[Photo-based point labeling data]
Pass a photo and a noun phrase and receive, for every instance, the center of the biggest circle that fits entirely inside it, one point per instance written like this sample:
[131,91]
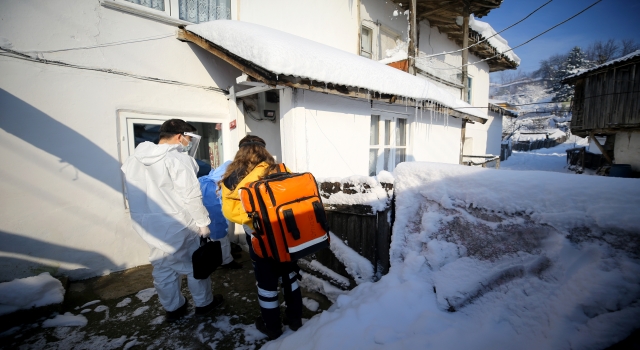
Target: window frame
[170,15]
[392,146]
[371,31]
[125,133]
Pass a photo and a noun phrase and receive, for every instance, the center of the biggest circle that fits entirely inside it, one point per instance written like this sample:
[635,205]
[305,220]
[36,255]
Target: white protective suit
[166,210]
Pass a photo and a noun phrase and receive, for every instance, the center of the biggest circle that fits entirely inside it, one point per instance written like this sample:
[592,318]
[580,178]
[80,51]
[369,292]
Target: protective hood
[149,153]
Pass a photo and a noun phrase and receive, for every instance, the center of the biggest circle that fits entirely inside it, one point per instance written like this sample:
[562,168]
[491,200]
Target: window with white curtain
[198,11]
[387,143]
[154,4]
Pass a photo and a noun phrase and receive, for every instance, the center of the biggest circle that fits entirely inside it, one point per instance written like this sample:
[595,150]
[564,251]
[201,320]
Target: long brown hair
[251,152]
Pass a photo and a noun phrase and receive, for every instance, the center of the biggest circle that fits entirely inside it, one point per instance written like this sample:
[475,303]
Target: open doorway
[262,118]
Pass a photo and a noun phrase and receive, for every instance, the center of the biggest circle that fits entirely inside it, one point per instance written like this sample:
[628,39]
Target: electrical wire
[481,41]
[23,56]
[106,44]
[526,42]
[538,103]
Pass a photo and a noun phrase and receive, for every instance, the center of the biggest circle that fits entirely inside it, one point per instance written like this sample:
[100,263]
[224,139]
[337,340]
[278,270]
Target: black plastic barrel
[620,170]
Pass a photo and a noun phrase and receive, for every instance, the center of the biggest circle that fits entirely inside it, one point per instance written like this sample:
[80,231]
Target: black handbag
[207,258]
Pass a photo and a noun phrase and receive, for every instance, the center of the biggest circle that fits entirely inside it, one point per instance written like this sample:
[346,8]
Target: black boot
[203,310]
[176,314]
[262,327]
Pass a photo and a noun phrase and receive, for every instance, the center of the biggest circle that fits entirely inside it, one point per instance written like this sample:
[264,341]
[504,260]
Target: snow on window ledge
[142,11]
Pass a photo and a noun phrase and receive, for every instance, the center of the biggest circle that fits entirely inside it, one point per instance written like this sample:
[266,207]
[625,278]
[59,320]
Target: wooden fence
[537,144]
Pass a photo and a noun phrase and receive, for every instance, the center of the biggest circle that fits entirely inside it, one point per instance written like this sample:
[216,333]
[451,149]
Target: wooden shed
[607,103]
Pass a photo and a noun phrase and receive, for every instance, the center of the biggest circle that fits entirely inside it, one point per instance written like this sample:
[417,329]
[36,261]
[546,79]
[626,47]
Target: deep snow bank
[25,293]
[527,260]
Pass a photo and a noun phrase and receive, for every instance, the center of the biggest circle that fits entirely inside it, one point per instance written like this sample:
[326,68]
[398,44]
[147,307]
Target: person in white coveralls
[166,208]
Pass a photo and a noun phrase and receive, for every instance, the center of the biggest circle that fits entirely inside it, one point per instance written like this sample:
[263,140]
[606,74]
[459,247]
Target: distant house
[84,82]
[606,104]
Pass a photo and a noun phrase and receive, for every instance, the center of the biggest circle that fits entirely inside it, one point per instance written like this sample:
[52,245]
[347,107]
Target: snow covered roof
[278,58]
[497,106]
[628,57]
[444,16]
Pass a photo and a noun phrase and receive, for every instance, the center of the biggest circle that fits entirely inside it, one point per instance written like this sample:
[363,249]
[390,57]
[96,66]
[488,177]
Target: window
[365,42]
[197,11]
[387,143]
[388,41]
[154,4]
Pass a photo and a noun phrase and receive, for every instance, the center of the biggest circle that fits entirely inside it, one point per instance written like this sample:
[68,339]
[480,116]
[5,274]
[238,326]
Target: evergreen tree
[575,61]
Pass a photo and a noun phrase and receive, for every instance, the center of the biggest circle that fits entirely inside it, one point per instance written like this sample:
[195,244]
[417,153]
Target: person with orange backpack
[252,163]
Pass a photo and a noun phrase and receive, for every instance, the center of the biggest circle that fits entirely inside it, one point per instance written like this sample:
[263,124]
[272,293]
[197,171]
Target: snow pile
[356,265]
[360,190]
[526,258]
[501,45]
[310,304]
[327,272]
[146,294]
[546,159]
[66,320]
[612,62]
[286,54]
[396,54]
[30,292]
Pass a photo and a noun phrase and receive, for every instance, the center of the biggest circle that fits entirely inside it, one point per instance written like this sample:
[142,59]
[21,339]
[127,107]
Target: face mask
[187,147]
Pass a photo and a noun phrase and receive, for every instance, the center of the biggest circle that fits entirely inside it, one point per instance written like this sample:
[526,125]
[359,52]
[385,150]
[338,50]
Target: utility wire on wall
[539,103]
[481,41]
[23,56]
[116,43]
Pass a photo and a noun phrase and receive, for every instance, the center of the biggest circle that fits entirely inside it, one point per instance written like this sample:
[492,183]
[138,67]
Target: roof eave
[267,77]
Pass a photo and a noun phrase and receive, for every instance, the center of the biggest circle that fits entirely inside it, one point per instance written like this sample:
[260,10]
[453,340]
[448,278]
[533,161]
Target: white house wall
[328,135]
[486,137]
[330,22]
[63,208]
[436,138]
[627,149]
[431,42]
[376,14]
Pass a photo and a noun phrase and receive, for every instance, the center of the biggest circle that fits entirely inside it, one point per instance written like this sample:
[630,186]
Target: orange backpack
[287,214]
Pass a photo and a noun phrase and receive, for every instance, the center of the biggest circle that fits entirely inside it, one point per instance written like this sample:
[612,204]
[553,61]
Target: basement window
[198,11]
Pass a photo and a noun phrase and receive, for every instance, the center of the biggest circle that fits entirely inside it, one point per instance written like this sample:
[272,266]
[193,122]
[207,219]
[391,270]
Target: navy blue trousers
[268,273]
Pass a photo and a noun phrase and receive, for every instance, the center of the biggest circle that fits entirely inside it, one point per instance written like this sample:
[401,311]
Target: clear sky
[609,19]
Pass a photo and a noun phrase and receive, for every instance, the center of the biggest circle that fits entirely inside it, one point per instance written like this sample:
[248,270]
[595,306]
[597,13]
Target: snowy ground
[492,259]
[121,311]
[545,159]
[481,259]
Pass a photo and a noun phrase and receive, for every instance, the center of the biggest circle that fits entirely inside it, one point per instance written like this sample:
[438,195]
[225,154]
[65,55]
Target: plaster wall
[627,149]
[431,42]
[63,207]
[486,137]
[330,22]
[329,135]
[325,134]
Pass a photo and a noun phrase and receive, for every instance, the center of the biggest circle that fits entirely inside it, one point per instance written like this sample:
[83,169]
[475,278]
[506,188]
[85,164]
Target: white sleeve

▶ _WHAT IS NEEDED_
From the listing, extract all text exactly as given and drop any picture.

▶ _EXERCISE ANSWER_
Pass a photo and a noun phrase and receive, for every instance, the center of the biggest circle that fits entirely inside it, one point per instance written like this sample:
[131,91]
Target: window frame
[170,15]
[392,146]
[371,31]
[125,133]
Pass a photo and a noun phrase and receive, for every instance, the center of the biggest circle that fits entirely inside it, one point per instance written like this sample:
[635,205]
[305,220]
[36,255]
Target: white protective suit
[166,210]
Pass a photo and a noun phrase and receive, for every instance, the center of the biggest circle that fits entirely inside it, one point per instance written like this sample:
[592,318]
[580,178]
[80,51]
[369,292]
Target: protective hood
[149,153]
Pass a photo and a noun phrase and receive, for every instance, the center of the biggest circle that fits entirely inside it, one point per instance written like this sample:
[562,168]
[491,200]
Target: window with white curtain
[198,11]
[387,143]
[154,4]
Pass a photo and a noun phrase and receive, for every instance, the center of the biggest circle that fits entirely inside it, one point per instance written like this sample:
[595,150]
[564,251]
[201,320]
Target: long brown hair
[251,152]
Pass a photo and a noun phrase and receive, for every instance, the center of the biggest circle that fits entirely inside it, one point per instance written like this sample:
[475,303]
Target: open doorway
[262,118]
Pass a photo and a noun phrase and receive, for every instance, the center of the biggest circle that fits entirely inside it, one point per instance written like this sample:
[628,39]
Target: electrical wire
[481,41]
[23,56]
[106,44]
[526,42]
[538,103]
Pass a photo and a noun phrase and receive, for every instance, the center of the biggest circle that fits entirely inside it, one point per instance written like this sample:
[100,263]
[224,139]
[337,340]
[278,270]
Target: black plastic barrel
[620,170]
Pass a photo and a noun phrase and receive, for every instance, the center of the biggest circle that fits entirely inside it, one point per instance written like this sample:
[80,231]
Target: black handbag
[207,258]
Pass a photo and a noun phrase and receive, for every instance, the center of the biggest circle that fits entirely inside it, one point per instance written like this sample:
[346,8]
Target: black boot
[203,310]
[176,314]
[262,327]
Pass a photo and a noun phrase and receive, for every instance, the center of the biggest circle that fits entirely inside it, one point per instance written like this sample:
[264,341]
[504,260]
Target: snow on window ledge
[142,11]
Pass a photo and a noun phrase and receive, for every instance, the center of the biggest circle that fits entirely inside it, one point per instance written like this sample:
[266,207]
[625,278]
[59,320]
Target: wooden fence
[537,144]
Pass a photo and a noun phrase and receive, for every instance, the center of the biggest circle that fits entirely inside it, one point per instance written like this sample:
[216,333]
[451,149]
Target: wooden shed
[607,103]
Pass a photo and a noun phrase and receive, for every instance, the center of the biggest circle that fits entirely inside it, one point per instance written like this sample:
[417,329]
[36,261]
[546,79]
[626,47]
Target: deep snow bank
[25,293]
[527,260]
Pass a photo and a noun phrase and receive, for every instance, the center of the biggest circle that fits entirely inside it, one point per instance written like this sample:
[326,68]
[398,44]
[147,307]
Target: person in white coveralls
[166,208]
Pass a photo and a noun phrase and receive, for every instance, the center of the biggest circle that fits entirely inside it, one point per instance written like this sample:
[263,140]
[606,74]
[459,247]
Target: distant house
[84,82]
[606,104]
Pass a photo and a noun phrase and receive, for every instance, the center of the biggest circle that fits entirely inside it, one point per instance written like this sample:
[52,245]
[347,107]
Target: snow covered roof
[278,58]
[497,106]
[628,57]
[444,16]
Pass a photo and a noun phrase and receive, for every instance, the center of the biggest circle that fits entirely inside it, one point per instance written like this sample:
[363,249]
[390,57]
[96,66]
[488,177]
Target: window
[365,42]
[197,11]
[387,143]
[388,41]
[154,4]
Pass a photo and a noun phrase and receive, for every instance, the center of the biggest circle that fits entirely inside it, one point per instance written like this sample:
[68,339]
[480,116]
[5,274]
[238,326]
Target: evergreen tree
[575,61]
Pass a photo and a noun phrase and receive, for every instance, the center of the biggest circle that fits entirely inside it, one point per instance written like this sample:
[195,244]
[417,153]
Target: person with orange backpack
[252,163]
Pass a photo and a noun phrase and receive, for every instance, the center of the biggest circle that fits entirely inside it, one point per instance written like this sample:
[263,124]
[272,293]
[197,171]
Target: snow pile
[356,265]
[360,190]
[526,258]
[501,45]
[310,304]
[327,272]
[146,294]
[546,159]
[66,320]
[612,62]
[286,54]
[396,54]
[30,292]
Pass a photo and a noun phrase and receive, for every instance, the center of the biggest circle that fits entirely inside it, one point per instance written like this sample:
[142,59]
[21,339]
[127,107]
Target: face mask
[187,147]
Pass a photo and a noun phrase and receive, for every instance, the center of the biggest circle that fits entirely inside it, one point per instance written like this sample:
[526,125]
[359,52]
[385,150]
[338,50]
Target: utility wire on wall
[539,103]
[481,41]
[23,56]
[116,43]
Pass a photo and a noun phrase and receive, for every instance, the center of the biggest circle that fits entirely inside it, one point per instance written like this sample:
[492,183]
[138,67]
Target: roof eave
[267,77]
Pass a photo and a noun phrase and receive, for every instance, the center of the biggest circle that fits entirely inside it, one point per instance written like this sample:
[260,10]
[453,340]
[448,278]
[533,161]
Target: white house wall
[328,135]
[486,137]
[330,22]
[63,208]
[436,138]
[627,149]
[431,42]
[376,14]
Pass a photo and a noun phrase and receive, for every instance, the center of the biggest circle that fits entirely inside it, one point per instance written like this sample:
[630,186]
Target: orange backpack
[287,214]
Pass a photo and a noun phrase and receive, for every instance, the center of the biggest circle that fits entirely inside it, one point per instance written like this sample:
[612,204]
[553,61]
Target: basement window
[198,11]
Pass a photo and a noun phrase and receive, for every instance, the center of the biggest circle that fits entirely inside it, one point per instance written like this sample:
[272,266]
[193,122]
[207,219]
[391,270]
Target: navy blue trousers
[268,273]
Pass a photo and a noun phrase and receive, for every instance, the center of the biggest circle that fits entirely inside it, one point per instance written like this sample:
[401,311]
Target: clear sky
[609,19]
Pass a photo and a noun phrase and receive, for every instance, the center of the biggest circle that fits entirely inside it, one point per instance written like this sample:
[248,270]
[595,306]
[597,13]
Target: snowy ground
[492,259]
[121,311]
[545,159]
[481,259]
Pass a photo and a noun phrase and receive, for every instance, the center of the biggest circle that fits entirely inside it, one point per instance written like this sample:
[438,195]
[225,154]
[65,55]
Target: plaster wall
[627,149]
[431,42]
[63,207]
[486,137]
[330,22]
[329,135]
[325,134]
Pass a photo and a noun phrase and receive, for every instance, the center of the biggest circle that fits entirely inside it, one point per instance written like this sample:
[83,169]
[475,278]
[506,188]
[85,164]
Target: white sleeve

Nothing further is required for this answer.